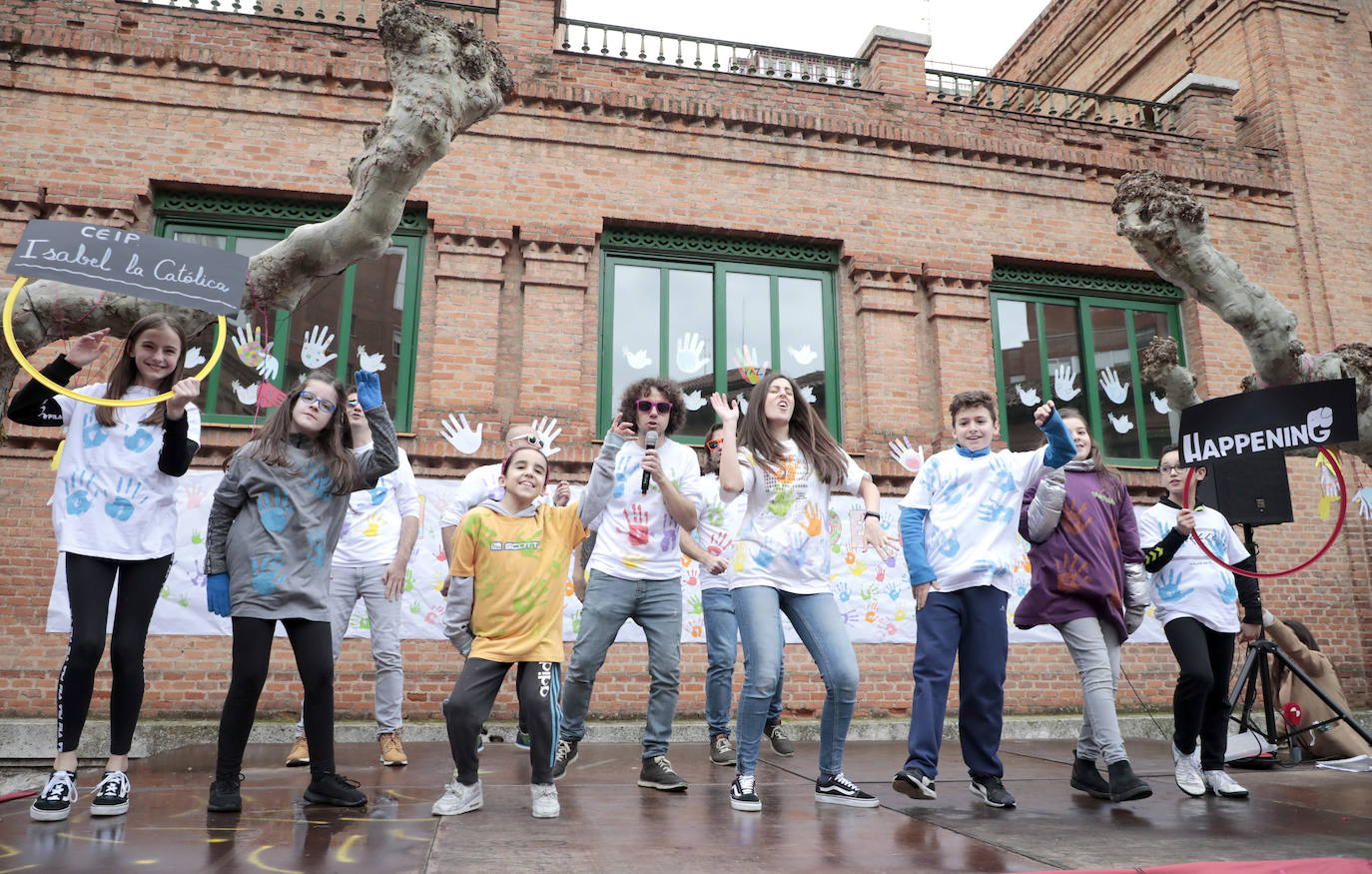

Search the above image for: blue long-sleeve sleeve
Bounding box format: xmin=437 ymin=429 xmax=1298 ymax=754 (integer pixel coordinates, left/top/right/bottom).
xmin=900 ymin=506 xmax=935 ymax=586
xmin=1039 ymin=411 xmax=1077 ymax=467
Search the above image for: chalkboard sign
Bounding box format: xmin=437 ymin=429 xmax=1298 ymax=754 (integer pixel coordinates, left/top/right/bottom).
xmin=5 ymin=218 xmax=249 ymax=316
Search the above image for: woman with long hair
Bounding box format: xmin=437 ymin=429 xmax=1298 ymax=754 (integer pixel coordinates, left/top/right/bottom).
xmin=8 ymin=315 xmax=201 ymax=820
xmin=1016 ymin=408 xmax=1152 ymax=801
xmin=205 ymin=371 xmax=397 ymax=812
xmin=711 ymin=372 xmax=892 ymax=811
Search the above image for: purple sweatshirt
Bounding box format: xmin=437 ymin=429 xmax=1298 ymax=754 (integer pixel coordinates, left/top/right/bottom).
xmin=1016 ymin=469 xmax=1143 ymax=640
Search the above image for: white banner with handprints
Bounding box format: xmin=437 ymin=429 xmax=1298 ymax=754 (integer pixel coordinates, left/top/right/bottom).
xmin=47 ymin=470 xmax=1166 ymax=643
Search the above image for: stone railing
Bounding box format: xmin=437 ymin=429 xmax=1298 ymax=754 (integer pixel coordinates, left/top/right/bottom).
xmin=925 ymin=69 xmax=1177 ymax=132
xmin=554 ymin=18 xmax=866 ymax=88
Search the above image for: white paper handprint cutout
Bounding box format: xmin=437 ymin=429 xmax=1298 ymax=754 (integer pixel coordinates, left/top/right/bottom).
xmin=1100 ymin=368 xmax=1129 ymax=406
xmin=234 ymin=326 xmax=279 ymax=379
xmin=1052 ymin=364 xmax=1081 ymax=401
xmin=620 ymin=346 xmax=653 ymax=371
xmin=676 ymin=334 xmax=709 ymax=376
xmin=443 ymin=413 xmax=484 ymax=455
xmin=1105 ymin=413 xmax=1133 ymax=434
xmin=301 ymin=326 xmax=338 ymax=371
xmin=356 ymin=346 xmax=385 ymax=374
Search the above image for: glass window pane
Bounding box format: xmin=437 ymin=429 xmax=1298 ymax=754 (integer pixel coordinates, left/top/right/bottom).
xmin=667 ymin=271 xmax=715 ymax=437
xmin=997 ymin=299 xmax=1044 ymax=451
xmin=606 ymin=264 xmax=663 ymax=409
xmin=724 ymin=273 xmax=773 ymax=414
xmin=1133 ymin=310 xmax=1171 ymax=456
xmin=1088 ymin=306 xmax=1141 ymax=458
xmin=777 ymin=276 xmax=829 ymax=423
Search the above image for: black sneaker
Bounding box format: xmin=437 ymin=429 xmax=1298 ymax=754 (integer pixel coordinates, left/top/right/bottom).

● Aim:
Can you copy out the lines above without any change, starting at the line that contains "Search the above image for: white paper" and stopping after the line that contains "xmin=301 ymin=326 xmax=338 ymax=371"?

● Solution for this task:
Search the above image for: white paper handprint cutout
Bounding box format: xmin=437 ymin=429 xmax=1298 ymax=754 (integer pixel coordinates, left/top/right/bottom).
xmin=1100 ymin=368 xmax=1129 ymax=406
xmin=234 ymin=326 xmax=279 ymax=379
xmin=1052 ymin=364 xmax=1081 ymax=401
xmin=620 ymin=346 xmax=653 ymax=371
xmin=676 ymin=334 xmax=709 ymax=376
xmin=443 ymin=413 xmax=484 ymax=455
xmin=1105 ymin=413 xmax=1133 ymax=434
xmin=301 ymin=326 xmax=338 ymax=371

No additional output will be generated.